(Location identification entries)
● ● ● ●
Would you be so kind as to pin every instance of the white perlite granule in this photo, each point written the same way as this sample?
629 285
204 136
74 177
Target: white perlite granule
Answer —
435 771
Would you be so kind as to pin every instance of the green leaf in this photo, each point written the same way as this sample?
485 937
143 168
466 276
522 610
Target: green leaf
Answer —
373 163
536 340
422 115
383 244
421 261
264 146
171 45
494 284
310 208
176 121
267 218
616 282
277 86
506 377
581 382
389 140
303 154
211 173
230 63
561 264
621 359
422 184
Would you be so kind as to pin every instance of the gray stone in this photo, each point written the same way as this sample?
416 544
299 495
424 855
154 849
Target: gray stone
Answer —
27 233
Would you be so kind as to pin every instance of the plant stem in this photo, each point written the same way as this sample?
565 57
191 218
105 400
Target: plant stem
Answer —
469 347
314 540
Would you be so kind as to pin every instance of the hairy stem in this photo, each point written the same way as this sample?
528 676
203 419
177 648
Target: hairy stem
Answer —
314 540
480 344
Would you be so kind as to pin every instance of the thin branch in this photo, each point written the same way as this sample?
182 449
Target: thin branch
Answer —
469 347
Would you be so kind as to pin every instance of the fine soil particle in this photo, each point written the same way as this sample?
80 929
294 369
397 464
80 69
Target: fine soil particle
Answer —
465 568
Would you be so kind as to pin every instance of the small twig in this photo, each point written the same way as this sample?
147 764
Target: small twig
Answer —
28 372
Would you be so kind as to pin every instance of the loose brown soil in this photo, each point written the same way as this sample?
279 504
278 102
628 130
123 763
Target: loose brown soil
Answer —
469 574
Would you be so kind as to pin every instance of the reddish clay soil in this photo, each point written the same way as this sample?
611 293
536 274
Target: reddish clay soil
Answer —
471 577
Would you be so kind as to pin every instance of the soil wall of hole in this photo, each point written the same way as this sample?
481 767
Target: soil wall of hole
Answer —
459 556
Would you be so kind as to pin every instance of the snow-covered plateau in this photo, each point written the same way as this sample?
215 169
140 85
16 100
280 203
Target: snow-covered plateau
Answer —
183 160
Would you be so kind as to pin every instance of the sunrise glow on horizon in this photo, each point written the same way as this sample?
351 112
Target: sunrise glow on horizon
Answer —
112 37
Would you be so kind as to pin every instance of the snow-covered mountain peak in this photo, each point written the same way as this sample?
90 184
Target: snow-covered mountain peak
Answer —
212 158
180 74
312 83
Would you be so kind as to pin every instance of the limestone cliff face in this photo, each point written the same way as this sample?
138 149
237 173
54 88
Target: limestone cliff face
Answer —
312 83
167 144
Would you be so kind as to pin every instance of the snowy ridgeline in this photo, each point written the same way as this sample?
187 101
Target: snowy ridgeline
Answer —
● ● ● ●
Work required: Give the records above again, word for word.

Full response:
Would you be so kind as to pin every instance of the white perlite granule in this photo, each point written the same way as this sample?
629 285
204 136
74 177
Target: white perlite granule
Answer —
435 771
Would you be so kind as to pin every instance of the green leaf in this photo, each point written the same way as this sample?
485 937
143 168
466 276
522 610
Target: green leaf
Answer —
373 163
536 340
422 115
383 244
421 261
264 146
171 45
494 284
310 208
176 121
267 218
616 282
277 86
506 377
581 382
389 140
303 154
211 173
230 63
561 264
621 359
422 184
Would you be so kind as to pin every instance of the gray stone in this photo, each point written the same way as this sample?
416 544
299 495
424 855
154 849
Target: gray stone
Answer —
27 233
Would you be so kind as to pin every instance of the plant stem in this photo, each point written the same way as this sample?
565 57
191 218
105 400
Target: plant stem
Answer —
469 347
314 540
Would you be so kind as to pin every instance of the hairy stem in this photo, each point written the same way as this sample?
528 676
203 419
177 648
Target: hairy stem
Answer —
314 540
480 344
Would you be so kind as to pin every instance of the thin branch in this photo, each point written the same way as this sample?
182 449
Target: thin branch
Answer —
469 347
Would you be so kind as to pin every instance of the fine soil particle in this photo, each point written the same way as this sample?
80 929
294 369
397 464
80 69
Target: fine soil particle
Answer —
465 568
Would you be so kind as to pin every instance of the small twig in this photo, each point written the same way as this sample?
147 764
Target: small twig
Answer —
28 372
Would you be so kind as to pin every instance of the loose brown soil in this photo, each point written the same way as this sample?
279 504
278 102
628 130
123 763
Target: loose brown soil
Answer —
469 574
Would you be so kind as to pin every instance of the reddish clay soil in this photo, each point written the same way as this sample?
611 293
536 274
Target: reddish clay soil
Answer —
471 577
Would you be so kind as to pin every instance of the soil wall of hole in this photo, each point written the same way as this sample?
481 767
Target: soil wall of hole
Answer —
459 556
Would you be so kind as to pin every instance of the snow-covered plateau in this photo, each point written the same way as this sample?
215 169
140 85
16 100
280 203
Target: snow-covered plateau
Answer —
183 160
Would you be so kind as to pin every instance of the sunrise glow on horizon in this photo, each point written the same way as this sample?
351 112
Target: sunrise glow on horizon
Answer —
112 37
Would you be so kind as to pin every instance of the snow-covered mountain peak in this photo, each point written the same way as this sample?
90 184
Target: snow-covered mountain peak
Answer —
212 158
180 74
312 83
Would you be so kind as to pin every instance of the limestone cliff face in this photo, each point written the same way as this sample?
138 149
237 173
54 88
Target: limestone cliff face
Answer —
312 83
167 144
Would you be so kind as to pin every instance of the snowy ridgeline in this photo, each point written the same way as this sample?
187 101
Target: snowy ridgeline
Answer —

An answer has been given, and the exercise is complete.